▶ [Lines for bounding box labeling]:
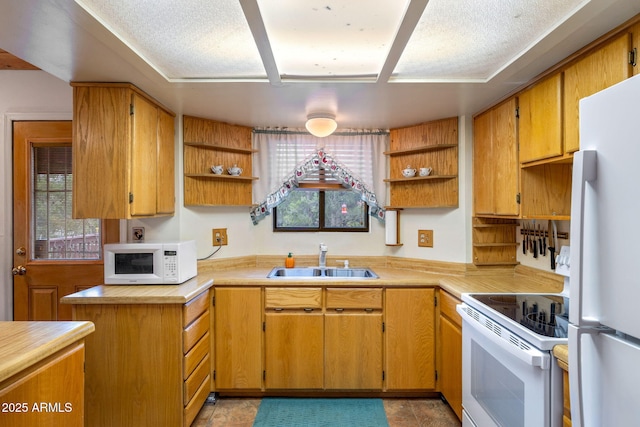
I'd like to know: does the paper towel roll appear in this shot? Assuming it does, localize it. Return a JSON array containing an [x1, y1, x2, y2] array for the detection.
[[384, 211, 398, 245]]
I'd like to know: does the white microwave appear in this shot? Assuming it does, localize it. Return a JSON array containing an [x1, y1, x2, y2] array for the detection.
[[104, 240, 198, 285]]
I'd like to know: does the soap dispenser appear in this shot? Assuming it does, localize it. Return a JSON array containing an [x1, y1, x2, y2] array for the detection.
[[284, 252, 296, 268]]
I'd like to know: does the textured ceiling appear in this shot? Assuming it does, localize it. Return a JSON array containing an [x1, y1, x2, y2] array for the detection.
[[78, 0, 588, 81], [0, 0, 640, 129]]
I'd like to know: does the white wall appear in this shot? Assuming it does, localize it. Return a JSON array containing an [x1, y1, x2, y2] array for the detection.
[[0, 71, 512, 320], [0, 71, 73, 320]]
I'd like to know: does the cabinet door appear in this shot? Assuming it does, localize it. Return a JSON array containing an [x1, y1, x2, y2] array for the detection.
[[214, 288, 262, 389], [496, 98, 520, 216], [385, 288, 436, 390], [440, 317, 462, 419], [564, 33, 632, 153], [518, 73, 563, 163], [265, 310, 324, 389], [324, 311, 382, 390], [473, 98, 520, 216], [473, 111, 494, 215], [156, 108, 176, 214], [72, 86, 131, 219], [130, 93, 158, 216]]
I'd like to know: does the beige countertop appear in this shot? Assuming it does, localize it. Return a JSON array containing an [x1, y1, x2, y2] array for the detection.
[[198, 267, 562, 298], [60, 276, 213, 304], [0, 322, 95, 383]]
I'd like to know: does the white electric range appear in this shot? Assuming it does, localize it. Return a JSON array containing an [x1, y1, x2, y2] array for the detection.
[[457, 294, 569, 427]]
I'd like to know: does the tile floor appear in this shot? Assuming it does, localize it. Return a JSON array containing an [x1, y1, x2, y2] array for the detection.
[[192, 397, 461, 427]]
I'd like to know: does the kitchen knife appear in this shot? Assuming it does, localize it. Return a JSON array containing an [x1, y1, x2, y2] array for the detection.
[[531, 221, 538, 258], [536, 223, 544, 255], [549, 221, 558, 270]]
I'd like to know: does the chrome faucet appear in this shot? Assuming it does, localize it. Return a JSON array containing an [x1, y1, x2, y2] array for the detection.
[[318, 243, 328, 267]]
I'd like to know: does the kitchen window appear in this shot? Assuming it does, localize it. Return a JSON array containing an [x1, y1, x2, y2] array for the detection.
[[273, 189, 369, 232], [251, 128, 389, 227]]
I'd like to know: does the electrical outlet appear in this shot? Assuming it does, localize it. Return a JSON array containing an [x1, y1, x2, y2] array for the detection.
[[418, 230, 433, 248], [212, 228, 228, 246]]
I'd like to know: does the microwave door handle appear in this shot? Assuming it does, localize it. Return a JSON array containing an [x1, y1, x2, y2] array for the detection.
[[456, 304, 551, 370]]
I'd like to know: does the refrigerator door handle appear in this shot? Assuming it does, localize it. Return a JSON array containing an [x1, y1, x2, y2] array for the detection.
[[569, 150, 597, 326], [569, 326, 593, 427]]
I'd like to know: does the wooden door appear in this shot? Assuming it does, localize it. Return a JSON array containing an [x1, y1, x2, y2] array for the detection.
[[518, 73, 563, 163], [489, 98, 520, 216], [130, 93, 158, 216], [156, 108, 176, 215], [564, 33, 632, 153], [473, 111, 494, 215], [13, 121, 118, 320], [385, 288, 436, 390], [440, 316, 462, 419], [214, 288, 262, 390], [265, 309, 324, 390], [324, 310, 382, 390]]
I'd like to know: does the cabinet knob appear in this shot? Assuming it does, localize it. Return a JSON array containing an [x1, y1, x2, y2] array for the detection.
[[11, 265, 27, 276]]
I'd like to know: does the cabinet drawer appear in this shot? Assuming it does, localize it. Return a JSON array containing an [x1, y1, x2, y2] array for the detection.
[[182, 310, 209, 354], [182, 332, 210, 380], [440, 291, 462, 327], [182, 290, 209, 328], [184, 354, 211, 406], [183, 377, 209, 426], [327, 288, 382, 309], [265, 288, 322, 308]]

▶ [WHAT YOU NEED TO DO]: Rewrite the lines from the line with "I'd like to know: does the cabinet door" up to and including the line with "[[457, 294, 569, 427]]", keeping the requests, and shift every bounding box coordinate in the answers by adding 33.

▶ [WORKED SOLUTION]:
I'd like to know: does the cabinet door appear in this shot? Assuming it does, localize it. Return a JSON array containing an [x1, y1, x2, y2] array for the detection.
[[247, 321, 295, 422], [529, 131, 553, 249], [418, 321, 469, 423], [473, 350, 495, 452], [597, 66, 665, 186], [551, 106, 596, 196], [298, 343, 357, 422], [357, 344, 415, 423], [506, 131, 553, 249], [506, 144, 527, 248], [189, 141, 209, 247], [105, 119, 164, 252], [163, 126, 191, 249]]
I'd like to know: does the beige countertop appear in this shot? Assuming it does, localize it. Return a JSON array containing an [x1, y1, x2, y2] array for the detection.
[[231, 300, 595, 331], [93, 309, 246, 337], [33, 355, 128, 416]]
I'd like to know: does the white electric range appear in this shot? Assuming it does, localize it. Return a JSON array containing an [x1, y1, x2, y2] array for the detection.
[[490, 327, 602, 460]]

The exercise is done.